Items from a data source
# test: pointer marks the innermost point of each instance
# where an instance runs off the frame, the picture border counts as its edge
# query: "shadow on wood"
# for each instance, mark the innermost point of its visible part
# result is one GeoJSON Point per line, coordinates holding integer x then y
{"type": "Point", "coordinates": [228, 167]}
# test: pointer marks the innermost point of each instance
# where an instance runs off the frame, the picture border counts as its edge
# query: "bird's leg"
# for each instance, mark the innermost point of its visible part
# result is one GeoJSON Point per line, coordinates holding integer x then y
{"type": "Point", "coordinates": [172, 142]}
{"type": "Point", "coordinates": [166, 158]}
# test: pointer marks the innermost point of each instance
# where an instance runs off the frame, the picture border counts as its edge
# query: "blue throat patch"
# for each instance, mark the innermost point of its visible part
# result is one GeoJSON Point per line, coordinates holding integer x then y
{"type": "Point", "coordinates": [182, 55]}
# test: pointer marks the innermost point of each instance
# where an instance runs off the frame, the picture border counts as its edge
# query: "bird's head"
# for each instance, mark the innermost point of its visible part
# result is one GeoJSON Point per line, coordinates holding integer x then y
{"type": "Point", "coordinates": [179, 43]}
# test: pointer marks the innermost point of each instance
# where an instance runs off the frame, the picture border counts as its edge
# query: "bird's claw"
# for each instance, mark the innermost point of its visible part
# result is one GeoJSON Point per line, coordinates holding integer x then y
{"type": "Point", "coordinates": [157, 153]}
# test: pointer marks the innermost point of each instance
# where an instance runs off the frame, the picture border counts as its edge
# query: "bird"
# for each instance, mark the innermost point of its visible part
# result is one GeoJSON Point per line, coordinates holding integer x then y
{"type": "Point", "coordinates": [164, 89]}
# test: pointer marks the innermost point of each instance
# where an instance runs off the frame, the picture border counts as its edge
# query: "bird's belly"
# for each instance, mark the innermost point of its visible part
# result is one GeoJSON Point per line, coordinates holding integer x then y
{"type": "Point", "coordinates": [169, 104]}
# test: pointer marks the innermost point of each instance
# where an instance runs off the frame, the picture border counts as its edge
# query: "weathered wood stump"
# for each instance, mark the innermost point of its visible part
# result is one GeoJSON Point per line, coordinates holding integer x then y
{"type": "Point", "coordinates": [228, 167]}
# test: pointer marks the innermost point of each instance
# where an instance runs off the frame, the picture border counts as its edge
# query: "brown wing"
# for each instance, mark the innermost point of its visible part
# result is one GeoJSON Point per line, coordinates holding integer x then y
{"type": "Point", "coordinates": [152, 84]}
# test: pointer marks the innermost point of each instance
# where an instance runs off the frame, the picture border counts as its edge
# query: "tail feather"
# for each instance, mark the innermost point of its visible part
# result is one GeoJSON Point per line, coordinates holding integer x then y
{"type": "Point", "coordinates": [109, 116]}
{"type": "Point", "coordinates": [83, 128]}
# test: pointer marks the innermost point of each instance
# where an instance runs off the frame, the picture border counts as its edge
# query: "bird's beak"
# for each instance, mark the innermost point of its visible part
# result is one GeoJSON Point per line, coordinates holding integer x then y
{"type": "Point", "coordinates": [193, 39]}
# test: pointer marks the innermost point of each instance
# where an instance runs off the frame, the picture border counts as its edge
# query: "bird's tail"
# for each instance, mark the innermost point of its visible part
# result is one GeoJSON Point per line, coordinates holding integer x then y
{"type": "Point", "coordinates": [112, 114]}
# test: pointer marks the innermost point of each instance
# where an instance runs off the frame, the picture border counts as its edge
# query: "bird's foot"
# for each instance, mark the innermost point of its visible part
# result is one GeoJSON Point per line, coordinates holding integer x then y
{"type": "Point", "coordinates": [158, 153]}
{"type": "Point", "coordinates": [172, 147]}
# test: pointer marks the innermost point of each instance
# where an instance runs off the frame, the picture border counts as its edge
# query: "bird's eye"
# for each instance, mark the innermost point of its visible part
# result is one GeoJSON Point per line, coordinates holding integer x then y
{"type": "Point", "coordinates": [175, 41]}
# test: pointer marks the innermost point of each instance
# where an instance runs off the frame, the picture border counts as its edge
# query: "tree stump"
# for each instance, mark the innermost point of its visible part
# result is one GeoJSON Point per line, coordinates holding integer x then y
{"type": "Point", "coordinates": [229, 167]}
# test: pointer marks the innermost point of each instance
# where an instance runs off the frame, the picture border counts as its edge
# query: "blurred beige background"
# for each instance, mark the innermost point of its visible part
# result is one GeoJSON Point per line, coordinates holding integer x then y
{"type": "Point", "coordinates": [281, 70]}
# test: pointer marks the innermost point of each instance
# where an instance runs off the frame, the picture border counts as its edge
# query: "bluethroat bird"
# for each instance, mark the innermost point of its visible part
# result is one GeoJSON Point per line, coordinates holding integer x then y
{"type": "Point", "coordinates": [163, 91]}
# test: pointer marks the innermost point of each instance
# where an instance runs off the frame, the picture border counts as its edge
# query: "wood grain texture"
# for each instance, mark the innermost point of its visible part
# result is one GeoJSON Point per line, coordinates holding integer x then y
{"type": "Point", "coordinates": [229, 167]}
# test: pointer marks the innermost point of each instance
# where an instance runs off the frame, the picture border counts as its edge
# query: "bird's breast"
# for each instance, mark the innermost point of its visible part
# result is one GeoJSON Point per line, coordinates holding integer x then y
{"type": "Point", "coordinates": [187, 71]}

**What to work on**. Report every line of the listing above that contains the string "tail".

**Response to this task**.
# query: "tail feather"
# query: "bird's tail"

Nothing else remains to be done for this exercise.